Extracted records
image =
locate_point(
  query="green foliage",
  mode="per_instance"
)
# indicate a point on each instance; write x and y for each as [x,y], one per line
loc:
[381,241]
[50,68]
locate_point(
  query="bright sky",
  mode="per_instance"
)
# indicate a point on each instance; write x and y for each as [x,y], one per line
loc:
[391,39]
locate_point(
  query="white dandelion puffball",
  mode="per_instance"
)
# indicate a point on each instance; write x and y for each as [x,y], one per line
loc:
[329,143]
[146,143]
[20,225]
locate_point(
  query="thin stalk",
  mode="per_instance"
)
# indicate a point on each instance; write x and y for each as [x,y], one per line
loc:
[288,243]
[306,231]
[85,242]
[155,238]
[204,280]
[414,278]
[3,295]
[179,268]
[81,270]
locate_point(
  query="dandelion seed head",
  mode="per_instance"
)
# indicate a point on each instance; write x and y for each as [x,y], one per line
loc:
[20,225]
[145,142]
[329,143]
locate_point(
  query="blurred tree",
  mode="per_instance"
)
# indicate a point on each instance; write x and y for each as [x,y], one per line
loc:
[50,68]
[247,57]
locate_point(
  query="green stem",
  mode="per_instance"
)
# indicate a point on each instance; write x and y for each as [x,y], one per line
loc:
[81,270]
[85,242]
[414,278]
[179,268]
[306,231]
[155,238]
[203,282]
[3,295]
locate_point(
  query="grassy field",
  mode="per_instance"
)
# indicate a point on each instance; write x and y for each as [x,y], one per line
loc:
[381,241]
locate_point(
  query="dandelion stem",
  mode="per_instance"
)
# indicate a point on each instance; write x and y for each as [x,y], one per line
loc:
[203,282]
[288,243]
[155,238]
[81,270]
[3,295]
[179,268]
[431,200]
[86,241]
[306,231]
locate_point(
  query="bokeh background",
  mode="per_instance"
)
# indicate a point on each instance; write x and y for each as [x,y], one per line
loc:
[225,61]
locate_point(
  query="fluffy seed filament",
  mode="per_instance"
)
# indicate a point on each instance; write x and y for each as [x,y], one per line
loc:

PROBLEM DETAILS
Reproduce the material precisely, including every line.

EXERCISE SOLUTION
image =
locate_point(
  query="green foliage",
  mode="per_instance"
)
# indicate a point on each instance; write x and y for each as [x,y], one per line
loc:
[381,241]
[50,68]
locate_point(
  query="bright sky",
  mode="per_instance"
)
# indicate a point on each instance; write x and y for each as [x,y], one per line
loc:
[391,39]
locate_point(
  query="white dandelion puffball",
  mode="per_instance"
)
# indicate a point on each instance; write x and y for each as [x,y], one per line
loc:
[329,143]
[146,143]
[20,225]
locate_point(
  query="thin stalk",
  mode="per_instance"
)
# indicate a point on each instance; write x and y for each as [x,y], one per line
loc:
[288,243]
[306,231]
[85,242]
[155,238]
[204,280]
[414,278]
[3,295]
[179,268]
[81,270]
locate_point(
  query="dandelion seed head",
  mode="per_instance"
)
# indicate a point on each instance; write x and y for each as [x,y], one per line
loc:
[20,225]
[145,142]
[329,143]
locate_point(
  query="blurred tree",
  mode="per_instance"
)
# indicate a point on each instance; write x and y for each as [x,y], one per line
loc:
[50,68]
[247,57]
locate_point(
  query="green stem",
  mode="per_instance"
)
# indicate a point on each instance; write x and y for each as [x,y], one per line
loc:
[81,270]
[85,242]
[414,278]
[179,268]
[306,231]
[155,238]
[203,282]
[3,295]
locate_point(
  query="grassy field",
  mode="per_instance"
)
# indicate a point on each instance; write x and y for each as [x,y], one per line
loc:
[381,241]
locate_point(
  query="dandelion stem",
  mode="per_instance"
)
# indicate a point on each instance; write x and y for each as [x,y], one per line
loc:
[203,282]
[288,243]
[155,238]
[81,270]
[3,295]
[179,268]
[431,200]
[86,241]
[306,231]
locate_point(
  query="bokeh background",
  mode="per_instance"
)
# indicate a point on each instance; write x and y for each as [x,y], one per line
loc:
[225,61]
locate_point(
  query="fluffy seed filament",
  mode="per_instance"
)
# indicate a point on each instance; write x and y for each as [x,y], one per line
loc:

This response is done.